▶ [Exercise text]
December 22, 2024
Column

Horseless carriage caught on quickly

An exciting social event of the long Maine winter was the Portland Automobile and Power Boat Show. The second annual show was held in 1907, a century ago this week. If you were dreaming of sitting behind the wheel of a brand-new REO Runabout or perhaps a Pierce Great Arrow or a Locomobile next summer, now was the time to place an order.

While the horse and buggy still ruled the roads (along with electric trolley cars in towns), some statistical indicators gleaned from old newspapers show that the horseless carriage was gaining rapidly in popularity. By February 1907, there were approximately 1,400 autos registered in Maine. In the past year alone, 660 had been recorded. Of that number, 152 had been registered by residents of eastern and northern Maine, according to the Bangor Daily News on Feb. 27 during the week of the Portland auto show.

About 60 vehicles belonged to Bangor residents, and 37 of those had been registered since the previous February. The newer owners were relatively well-to-do individuals such as Ezra L. Sterns, a lumber company owner; Taber D. Bailey, a lawyer; Fred H. Clifford, an advertising man; John P. Frawley, a pharmacy owner; and Melville H. Andrews, a music store proprietor. A small number of women, such as Mrs. H.C. Eaton and Marie G. Dennett, were registered as well.

Some doctors bought autos to visit patients. But for the most part, they were still an impractical novelty, stored during the winter months well into mud season. Even in the summer, roads in many rural areas were barely navigable because of poor construction and bad rainstorms. The vehicles also were prone to breakdown without the provocation of rough roads. An automobile owner had best be a mechanic as well as an adventurer.

Yet despite their small numbers, automobiles already were providing new business opportunities for imaginative individuals. Treat & Freeland’s New Brick Garage opened at 23-25 Palm St. in Bangor in October 1906. Its staff would pick up your car, fix it, insure it, store it for the winter in a warm, dry place and return it to you in the spring. “Be good to your auto if you expect your auto to be good to you,” the company’s advertisements advised.

Feats of derring-do were regularly featured in the newspapers. In the summer of 1906, F. Carleton Dole’s exhibitions of “fast automobile driving” entertained crowds at Maplewood Park. He drove a Mark 46 Columbia four-cylinder machine stripped of tonneau and mudguards with 24-28 horsepower, said the Bangor Daily News on Aug. 30.

“The machine will be run as fast as it will go and owing to the short turns of the track will be attended with more or less danger,” the newspaper promised. Remember, back then the state speed limit was 8 mph in cities and towns and 15 mph elsewhere.

Stored data entries
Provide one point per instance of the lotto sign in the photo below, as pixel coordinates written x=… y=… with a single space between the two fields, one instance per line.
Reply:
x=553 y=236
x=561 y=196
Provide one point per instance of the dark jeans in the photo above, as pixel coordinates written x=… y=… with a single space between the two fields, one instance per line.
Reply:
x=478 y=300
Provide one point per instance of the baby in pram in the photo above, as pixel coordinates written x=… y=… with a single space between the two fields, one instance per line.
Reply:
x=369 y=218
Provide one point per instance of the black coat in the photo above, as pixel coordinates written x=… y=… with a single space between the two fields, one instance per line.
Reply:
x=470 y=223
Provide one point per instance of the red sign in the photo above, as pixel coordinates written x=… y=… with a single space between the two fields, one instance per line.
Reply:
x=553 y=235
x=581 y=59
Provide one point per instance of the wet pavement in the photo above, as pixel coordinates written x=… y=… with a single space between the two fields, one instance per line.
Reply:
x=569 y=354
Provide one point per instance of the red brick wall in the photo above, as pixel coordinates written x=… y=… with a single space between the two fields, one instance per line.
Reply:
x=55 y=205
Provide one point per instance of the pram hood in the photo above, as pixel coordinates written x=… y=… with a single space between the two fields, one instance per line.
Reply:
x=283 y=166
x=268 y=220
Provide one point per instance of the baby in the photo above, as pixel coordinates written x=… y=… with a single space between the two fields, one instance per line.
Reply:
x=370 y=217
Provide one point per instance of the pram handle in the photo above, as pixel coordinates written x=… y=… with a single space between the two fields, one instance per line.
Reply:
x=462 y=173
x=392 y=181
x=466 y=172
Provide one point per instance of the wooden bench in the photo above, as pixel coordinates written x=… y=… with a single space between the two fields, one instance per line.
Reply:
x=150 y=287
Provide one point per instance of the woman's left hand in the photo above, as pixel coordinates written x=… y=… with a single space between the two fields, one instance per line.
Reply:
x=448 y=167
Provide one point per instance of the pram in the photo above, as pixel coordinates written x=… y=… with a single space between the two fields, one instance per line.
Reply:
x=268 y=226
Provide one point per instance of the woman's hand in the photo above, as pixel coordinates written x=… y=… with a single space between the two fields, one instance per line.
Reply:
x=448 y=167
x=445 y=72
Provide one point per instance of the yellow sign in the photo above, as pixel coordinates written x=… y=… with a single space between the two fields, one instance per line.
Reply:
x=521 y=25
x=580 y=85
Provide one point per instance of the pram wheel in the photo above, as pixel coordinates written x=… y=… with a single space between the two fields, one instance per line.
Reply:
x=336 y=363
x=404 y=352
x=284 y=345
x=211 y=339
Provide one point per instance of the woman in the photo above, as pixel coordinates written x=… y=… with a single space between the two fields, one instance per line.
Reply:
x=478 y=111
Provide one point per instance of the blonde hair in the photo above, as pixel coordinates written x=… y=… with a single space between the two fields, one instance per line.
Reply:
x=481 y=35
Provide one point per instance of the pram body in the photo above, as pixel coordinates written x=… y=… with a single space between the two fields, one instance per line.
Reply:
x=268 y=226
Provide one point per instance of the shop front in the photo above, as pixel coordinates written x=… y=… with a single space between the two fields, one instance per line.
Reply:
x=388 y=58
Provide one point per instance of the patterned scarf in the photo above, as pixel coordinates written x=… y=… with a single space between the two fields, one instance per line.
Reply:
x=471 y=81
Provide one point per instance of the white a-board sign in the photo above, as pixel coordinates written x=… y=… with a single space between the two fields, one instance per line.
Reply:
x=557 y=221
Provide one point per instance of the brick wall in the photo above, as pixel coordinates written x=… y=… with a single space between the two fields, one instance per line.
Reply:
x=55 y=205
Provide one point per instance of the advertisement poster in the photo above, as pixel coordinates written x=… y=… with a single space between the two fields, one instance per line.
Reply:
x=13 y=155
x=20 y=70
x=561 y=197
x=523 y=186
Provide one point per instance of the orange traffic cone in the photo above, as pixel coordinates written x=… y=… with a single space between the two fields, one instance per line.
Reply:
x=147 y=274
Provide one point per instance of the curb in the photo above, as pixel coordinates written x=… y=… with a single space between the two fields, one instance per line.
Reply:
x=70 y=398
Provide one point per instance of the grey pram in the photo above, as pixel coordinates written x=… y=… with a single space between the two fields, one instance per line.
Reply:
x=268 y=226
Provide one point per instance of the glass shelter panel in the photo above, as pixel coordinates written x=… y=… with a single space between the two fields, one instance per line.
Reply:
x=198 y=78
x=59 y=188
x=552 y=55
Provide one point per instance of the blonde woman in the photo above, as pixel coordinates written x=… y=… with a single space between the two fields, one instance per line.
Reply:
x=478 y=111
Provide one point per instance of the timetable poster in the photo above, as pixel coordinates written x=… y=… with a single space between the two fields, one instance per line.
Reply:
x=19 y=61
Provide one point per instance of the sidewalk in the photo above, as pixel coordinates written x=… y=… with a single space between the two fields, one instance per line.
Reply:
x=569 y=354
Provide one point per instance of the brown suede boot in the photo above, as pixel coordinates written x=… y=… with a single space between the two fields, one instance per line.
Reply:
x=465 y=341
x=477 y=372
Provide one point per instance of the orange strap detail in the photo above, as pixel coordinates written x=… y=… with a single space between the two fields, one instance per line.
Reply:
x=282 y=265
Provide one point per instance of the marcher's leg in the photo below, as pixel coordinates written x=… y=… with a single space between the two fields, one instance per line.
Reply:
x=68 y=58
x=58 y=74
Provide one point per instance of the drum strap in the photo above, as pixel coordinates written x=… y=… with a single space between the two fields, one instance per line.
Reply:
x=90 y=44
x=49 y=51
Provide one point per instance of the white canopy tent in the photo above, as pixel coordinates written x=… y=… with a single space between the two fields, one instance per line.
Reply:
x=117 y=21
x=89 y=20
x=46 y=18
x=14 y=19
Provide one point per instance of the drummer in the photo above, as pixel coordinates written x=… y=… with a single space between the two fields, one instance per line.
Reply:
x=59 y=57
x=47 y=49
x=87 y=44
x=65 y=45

▶ [Task requirements]
a - Answer these questions using the column on early automobiles in Maine.
(i) In what year was the second annual Portland Automobile and Power Boat Show held?
(ii) At what address did Treat & Freeland's New Brick Garage open?
(iii) What was the state speed limit in cities and towns?
b - Write out the stretch of the column on early automobiles in Maine from "Some doctors bought" through "as an adventurer.".

▶ [Exercise solutions]
a -
(i) 1907
(ii) 23-25 Palm St. in Bangor
(iii) 8 mph

b -
Some doctors bought autos to visit patients. But for the most part, they were still an impractical novelty, stored during the winter months well into mud season. Even in the summer, roads in many rural areas were barely navigable because of poor construction and bad rainstorms. The vehicles also were prone to breakdown without the provocation of rough roads. An automobile owner had best be a mechanic as well as an adventurer.